| GIVEN REQUEST |
Recast the rows below as a JSON list of strings with one string per line, omitting blank lines and leaving out the picture.

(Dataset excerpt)
╭──

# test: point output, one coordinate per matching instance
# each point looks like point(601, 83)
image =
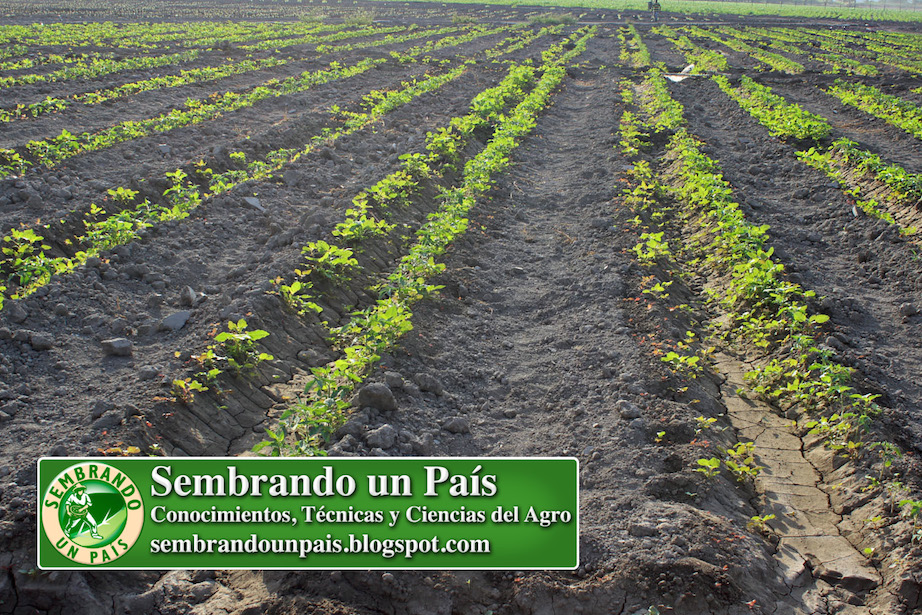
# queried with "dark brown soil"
point(542, 340)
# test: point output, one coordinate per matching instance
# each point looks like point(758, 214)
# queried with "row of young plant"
point(634, 52)
point(303, 428)
point(148, 35)
point(51, 104)
point(843, 160)
point(656, 112)
point(311, 37)
point(757, 307)
point(335, 264)
point(50, 152)
point(849, 46)
point(892, 109)
point(372, 208)
point(28, 267)
point(785, 42)
point(97, 67)
point(831, 53)
point(207, 73)
point(44, 59)
point(772, 111)
point(24, 254)
point(774, 60)
point(704, 60)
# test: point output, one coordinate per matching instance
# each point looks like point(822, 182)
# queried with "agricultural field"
point(688, 253)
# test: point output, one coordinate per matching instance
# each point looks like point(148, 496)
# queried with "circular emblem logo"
point(92, 513)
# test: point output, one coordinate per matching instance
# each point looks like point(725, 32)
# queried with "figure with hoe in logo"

╰──

| THE REPLY |
[
  "# test: point output, one coordinate per matching instance",
  "# each point looks like point(601, 83)",
  "image =",
  "# queried with \"dark brown soil\"",
  "point(542, 340)",
  "# test: point output, one coordinate per matching instance",
  "# each point looks like point(758, 214)",
  "# queried with \"row of young plant\"",
  "point(634, 52)",
  "point(303, 428)",
  "point(148, 35)",
  "point(51, 104)",
  "point(843, 160)",
  "point(656, 112)",
  "point(311, 37)",
  "point(757, 307)",
  "point(335, 264)",
  "point(50, 152)",
  "point(849, 46)",
  "point(892, 109)",
  "point(372, 208)",
  "point(28, 267)",
  "point(785, 42)",
  "point(97, 67)",
  "point(831, 53)",
  "point(207, 73)",
  "point(44, 59)",
  "point(772, 111)",
  "point(24, 254)",
  "point(774, 60)",
  "point(704, 60)",
  "# test: point output, one coordinate per matching instance",
  "# each point looks like point(822, 182)",
  "# queried with \"agricultural field\"",
  "point(688, 253)",
  "# test: point output, one coordinate per matching instance",
  "# each point looks like point(148, 496)",
  "# queried with \"circular emblem logo\"",
  "point(92, 513)",
  "# test: point output, one coordinate per matching instance",
  "# each point looks like point(725, 32)",
  "# queried with \"figure with hoe in logo\""
]